Text section:
— begin —

I have carefully considered the proceedings in this cause, the application before me, the supporting  affidavits and the affidavit in reply and the submissions filed by the parties and in my view, the following is the issue for determination, namely:-

i. Has the applicant has demonstrated sufficient grounds for the revocation of the grant as provided for under Section 76 of the Law of Succession Act.

Section 76 of the Law of Succession Act[2] provides as follows:-

A grant of representation, whether or not confirmed, may at any time be revoked or annulled if the court decides, either on application by an interested party or of its own motion-

(a) that the proceedings to obtain the grant were defective in substance;

(b) that the grant was obtained fraudulently by making of a false statement or by the concealment from the court of something material to the case;

(c) that the grant was obtained by means of untrue allegation of a fact essential in point of law to justify the grant not withstanding that the allegation was made in ignorance or inadvertently;

The grounds upon which a grant may be revoked or annulled are thus statutory and it is incumbent upon any party making an application for revocation or annulment of grant to demonstrate the existence of any, some or all the above grounds. A close look at Section 76shows that the grounds can be divided into two categories:- the first two  deal mainly with the propriety of the grant making process; the other grounds deal mainly with mal-administration  i.e personal representatives have not been effective in administration.

The proceedings to obtain a grant are considered defective in substance under several circumstances. For example where there is a will, which is the basis of the petition, and the same is found to be invalid.[3] In the matter of the state of Mwaura Mutungi alias Mwaura Gichichio Mbura alias Mwaura Mbura-deceased[4]a grant was revoked because the applicant had failed to notify the applicant of the petition and obtain his consent. In Musa vs Musa[5] the grant was revoked for contravening Section 58 of the Law of Succession Act. Similarly, In the matter of the Estate of Karanja Gikonyo Mwaniki-deceased[6] where the court issuing the grant had no jurisdiction, the proceedings were declared to be defective and the grant was revoked.

— end —

Aim a: According to the ruling, why was the grant revoked in Musa vs Musa?
The ruling and the records have no connection to each other.

Records supplied:

— begin —

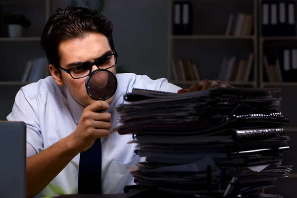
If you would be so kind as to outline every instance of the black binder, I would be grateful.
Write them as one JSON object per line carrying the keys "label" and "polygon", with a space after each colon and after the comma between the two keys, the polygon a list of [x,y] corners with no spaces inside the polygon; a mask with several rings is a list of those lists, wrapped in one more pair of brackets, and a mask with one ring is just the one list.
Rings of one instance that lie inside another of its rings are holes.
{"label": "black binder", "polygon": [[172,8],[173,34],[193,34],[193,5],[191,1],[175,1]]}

— end —
— begin —

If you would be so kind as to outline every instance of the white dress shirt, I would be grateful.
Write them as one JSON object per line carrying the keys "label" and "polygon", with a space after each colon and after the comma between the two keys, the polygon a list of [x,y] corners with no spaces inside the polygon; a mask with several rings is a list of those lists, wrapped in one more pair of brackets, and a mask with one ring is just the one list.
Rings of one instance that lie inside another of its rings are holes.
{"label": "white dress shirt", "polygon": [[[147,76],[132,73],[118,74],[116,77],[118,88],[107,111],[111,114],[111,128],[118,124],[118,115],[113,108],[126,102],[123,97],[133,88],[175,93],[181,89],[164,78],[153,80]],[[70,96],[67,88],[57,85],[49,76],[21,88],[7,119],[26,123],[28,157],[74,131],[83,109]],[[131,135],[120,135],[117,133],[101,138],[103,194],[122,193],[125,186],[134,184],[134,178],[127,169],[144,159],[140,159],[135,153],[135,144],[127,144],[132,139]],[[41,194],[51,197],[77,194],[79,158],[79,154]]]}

— end —
— begin —

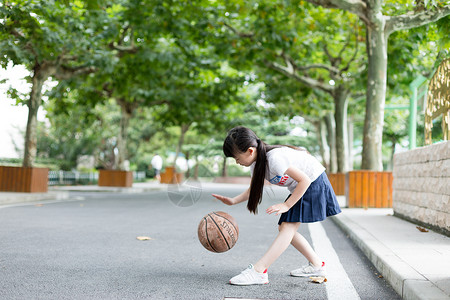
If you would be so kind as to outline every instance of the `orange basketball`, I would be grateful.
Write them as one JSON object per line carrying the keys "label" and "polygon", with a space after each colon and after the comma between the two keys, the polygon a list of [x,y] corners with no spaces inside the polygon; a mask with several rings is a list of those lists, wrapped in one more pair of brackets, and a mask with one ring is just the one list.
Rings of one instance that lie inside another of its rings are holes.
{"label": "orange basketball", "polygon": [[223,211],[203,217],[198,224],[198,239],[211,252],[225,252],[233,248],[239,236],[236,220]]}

— end —

Aim b: Show each line of the records that contains the word "every".

Exercise solution a: It was revoked for contravening Section 58 of the Law of Succession Act.

Exercise solution b:
If you would be so kind as to outline every instance of the black binder, I would be grateful.
If you would be so kind as to outline every instance of the white dress shirt, I would be grateful.
If you would be so kind as to outline every instance of the `orange basketball`, I would be grateful.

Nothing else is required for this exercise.